WHAT THE TASK ASKS:
Copy out every line of the items below word for word, but leave out the pictures.

+ + + +

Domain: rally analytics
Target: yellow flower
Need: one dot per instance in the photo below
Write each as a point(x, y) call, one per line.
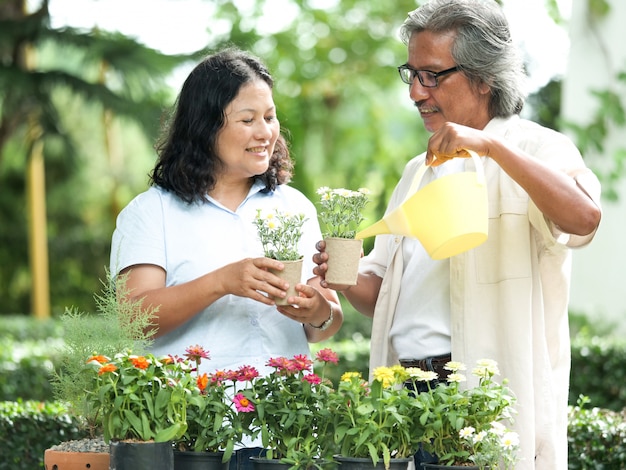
point(455, 377)
point(348, 376)
point(385, 375)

+ + + +

FINAL RESULT:
Domain: rally analytics
Target: yellow flower
Need: one dot per instance in the photo below
Write each as a point(x, y) call, one per line.
point(455, 377)
point(348, 376)
point(385, 375)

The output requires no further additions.